*** INPUT MATERIAL ***

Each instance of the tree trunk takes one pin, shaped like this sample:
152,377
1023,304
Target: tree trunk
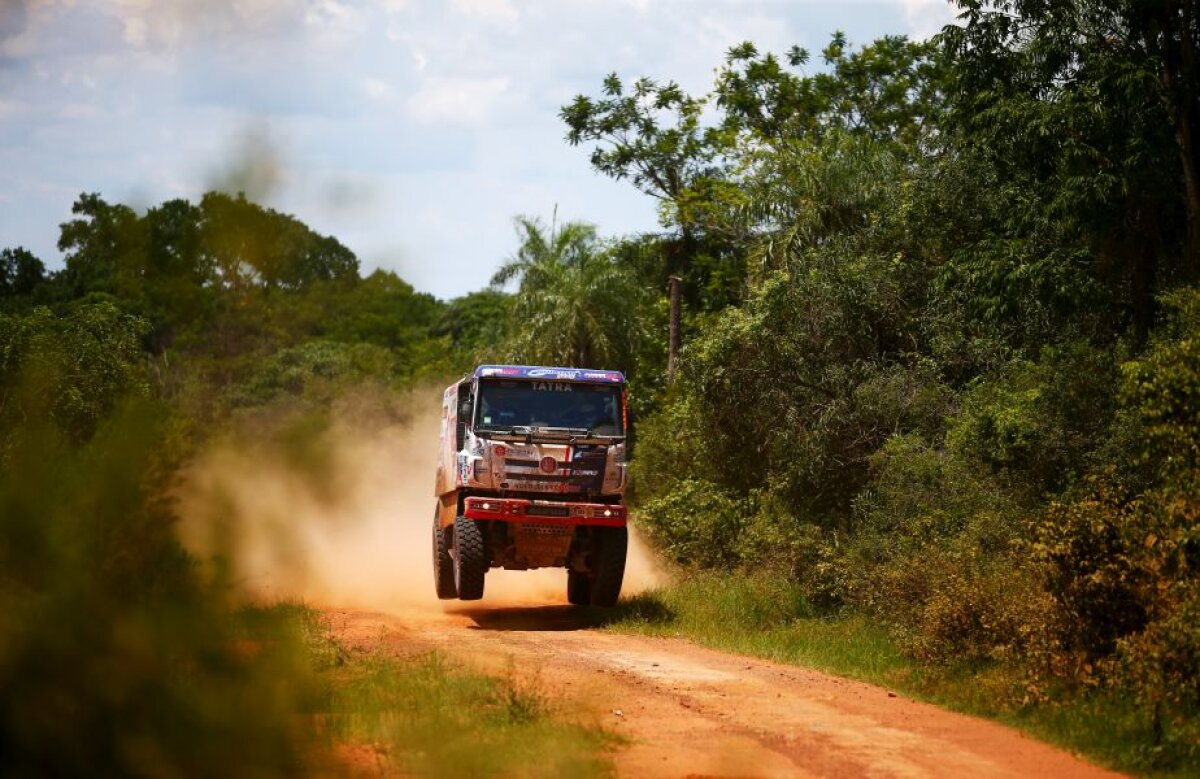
1180,75
675,291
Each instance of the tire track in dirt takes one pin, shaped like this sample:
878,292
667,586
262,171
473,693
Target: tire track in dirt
688,711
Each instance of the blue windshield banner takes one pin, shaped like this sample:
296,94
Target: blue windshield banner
557,373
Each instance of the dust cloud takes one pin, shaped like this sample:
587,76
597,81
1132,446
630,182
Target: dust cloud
355,533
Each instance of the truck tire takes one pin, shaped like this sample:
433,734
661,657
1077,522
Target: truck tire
443,564
469,558
579,588
609,565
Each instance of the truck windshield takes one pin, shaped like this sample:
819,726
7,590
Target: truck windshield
592,408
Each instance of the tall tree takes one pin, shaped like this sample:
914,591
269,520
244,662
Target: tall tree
574,305
1091,107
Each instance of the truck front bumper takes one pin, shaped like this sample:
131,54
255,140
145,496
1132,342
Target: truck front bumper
551,511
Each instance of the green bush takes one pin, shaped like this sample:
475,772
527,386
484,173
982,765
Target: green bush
114,658
696,523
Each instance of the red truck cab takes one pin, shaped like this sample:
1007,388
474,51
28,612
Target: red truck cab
532,474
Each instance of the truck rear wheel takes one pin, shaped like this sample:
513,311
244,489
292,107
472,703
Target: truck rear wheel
443,564
609,564
469,558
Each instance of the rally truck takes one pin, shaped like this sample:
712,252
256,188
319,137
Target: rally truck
532,474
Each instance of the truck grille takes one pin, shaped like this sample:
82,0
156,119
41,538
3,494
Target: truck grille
547,510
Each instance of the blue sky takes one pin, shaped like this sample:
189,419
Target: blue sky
412,130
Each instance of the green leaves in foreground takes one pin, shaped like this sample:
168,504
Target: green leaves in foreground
436,719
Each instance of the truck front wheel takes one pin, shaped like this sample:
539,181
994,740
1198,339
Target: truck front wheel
469,559
443,564
609,565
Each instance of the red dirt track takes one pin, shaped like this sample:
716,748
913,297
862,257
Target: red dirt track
688,711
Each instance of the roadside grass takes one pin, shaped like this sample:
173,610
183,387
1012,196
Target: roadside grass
429,715
767,617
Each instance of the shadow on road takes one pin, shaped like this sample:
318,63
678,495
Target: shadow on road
549,618
559,617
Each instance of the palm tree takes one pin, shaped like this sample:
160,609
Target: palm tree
575,304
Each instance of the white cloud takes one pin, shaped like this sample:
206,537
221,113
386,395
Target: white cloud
927,17
497,10
377,89
456,100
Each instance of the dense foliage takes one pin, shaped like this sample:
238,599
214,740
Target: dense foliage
940,363
119,653
940,367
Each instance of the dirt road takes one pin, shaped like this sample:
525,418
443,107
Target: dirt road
691,712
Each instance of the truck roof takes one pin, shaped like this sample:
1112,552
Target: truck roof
557,373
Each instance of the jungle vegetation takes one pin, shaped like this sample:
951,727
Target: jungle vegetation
940,371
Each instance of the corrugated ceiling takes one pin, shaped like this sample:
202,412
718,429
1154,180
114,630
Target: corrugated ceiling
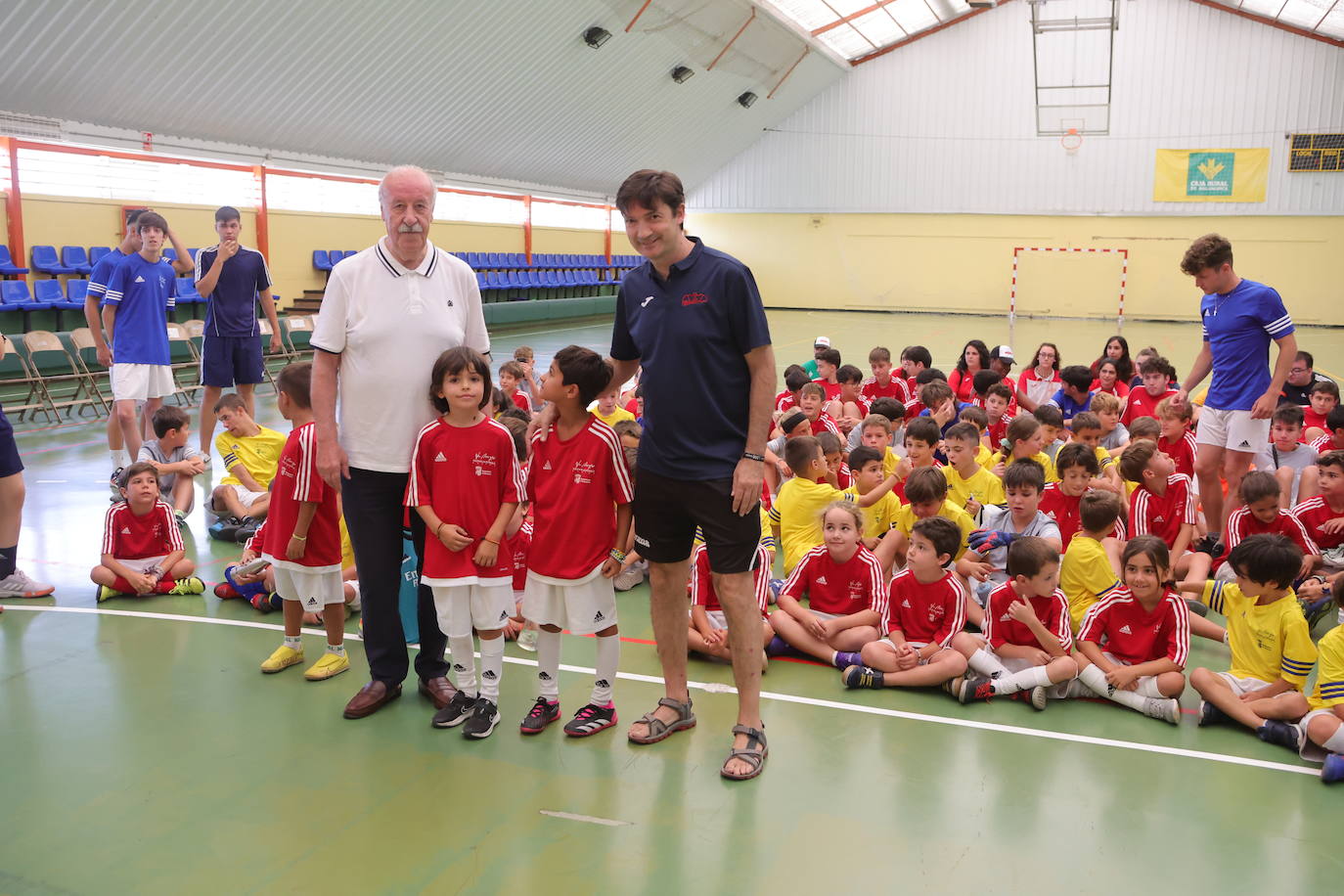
503,90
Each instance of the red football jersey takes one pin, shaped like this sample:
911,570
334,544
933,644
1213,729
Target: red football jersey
297,481
1002,629
1120,623
573,485
1142,405
701,580
929,612
895,388
466,474
839,589
128,536
1182,452
1314,515
1242,524
1163,515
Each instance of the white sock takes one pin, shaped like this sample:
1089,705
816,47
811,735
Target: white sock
1030,677
549,664
492,668
607,659
1096,680
987,664
464,664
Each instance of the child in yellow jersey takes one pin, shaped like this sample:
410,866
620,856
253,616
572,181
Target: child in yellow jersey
1272,647
877,518
1089,569
969,485
796,516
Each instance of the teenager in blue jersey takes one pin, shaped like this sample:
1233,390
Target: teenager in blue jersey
1239,320
93,316
234,278
141,293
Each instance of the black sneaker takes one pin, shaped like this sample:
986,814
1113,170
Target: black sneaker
590,719
862,676
456,712
543,712
485,715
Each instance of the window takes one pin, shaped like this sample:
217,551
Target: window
58,173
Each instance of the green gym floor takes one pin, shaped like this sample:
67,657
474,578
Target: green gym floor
143,751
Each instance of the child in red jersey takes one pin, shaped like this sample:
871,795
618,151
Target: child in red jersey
141,546
581,496
882,383
1027,633
1133,644
1178,442
845,593
466,484
1261,514
301,538
924,610
708,633
1156,373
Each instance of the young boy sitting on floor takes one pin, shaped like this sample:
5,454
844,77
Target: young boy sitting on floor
1272,647
175,461
924,610
141,546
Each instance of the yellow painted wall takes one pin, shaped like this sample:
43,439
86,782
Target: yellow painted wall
963,262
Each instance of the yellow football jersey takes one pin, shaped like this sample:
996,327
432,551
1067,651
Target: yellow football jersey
1269,640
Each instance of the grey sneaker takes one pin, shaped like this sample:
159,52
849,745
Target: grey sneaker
21,585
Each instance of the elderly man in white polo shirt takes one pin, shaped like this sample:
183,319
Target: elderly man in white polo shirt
387,315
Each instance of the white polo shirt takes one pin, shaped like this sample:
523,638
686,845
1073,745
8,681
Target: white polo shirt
390,324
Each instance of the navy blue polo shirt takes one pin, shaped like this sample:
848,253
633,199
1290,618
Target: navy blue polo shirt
691,334
233,305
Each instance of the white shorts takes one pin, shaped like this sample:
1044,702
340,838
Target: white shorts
461,607
140,564
245,496
1232,430
315,590
584,607
141,381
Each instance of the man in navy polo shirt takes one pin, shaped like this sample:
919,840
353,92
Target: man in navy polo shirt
233,277
1239,320
691,317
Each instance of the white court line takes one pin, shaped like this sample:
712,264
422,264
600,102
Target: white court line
590,820
765,694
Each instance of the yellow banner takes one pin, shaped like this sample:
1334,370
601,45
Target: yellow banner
1210,175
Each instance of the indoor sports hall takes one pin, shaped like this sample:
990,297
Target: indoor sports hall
893,172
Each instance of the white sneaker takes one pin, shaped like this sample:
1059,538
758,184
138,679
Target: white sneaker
1163,709
19,585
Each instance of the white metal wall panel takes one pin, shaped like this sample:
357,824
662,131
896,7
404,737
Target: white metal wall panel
946,124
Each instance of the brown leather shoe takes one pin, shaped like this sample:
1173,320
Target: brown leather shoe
370,698
439,691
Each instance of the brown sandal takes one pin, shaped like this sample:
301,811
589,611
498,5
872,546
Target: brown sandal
660,730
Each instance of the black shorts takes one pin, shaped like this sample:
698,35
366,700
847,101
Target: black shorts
667,512
10,463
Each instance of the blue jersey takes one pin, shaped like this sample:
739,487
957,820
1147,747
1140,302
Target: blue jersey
1238,328
691,332
233,305
103,273
143,294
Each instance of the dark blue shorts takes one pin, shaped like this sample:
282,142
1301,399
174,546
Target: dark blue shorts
226,360
10,463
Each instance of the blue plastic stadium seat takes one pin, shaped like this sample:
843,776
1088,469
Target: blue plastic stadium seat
46,262
75,258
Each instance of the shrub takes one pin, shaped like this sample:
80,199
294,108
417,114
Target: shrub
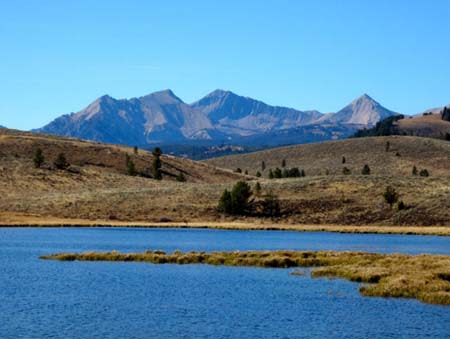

***

## SET PROBLEM
Return each line from the entries above that includes the word "front".

## SOLUTION TO THIS TASK
Each instance of the truck front bumper takes one pin, shaped like this sample:
Target: truck front bumper
Each instance of the truck front wheel takes one pin, shaped like this sample:
Target: truck front wheel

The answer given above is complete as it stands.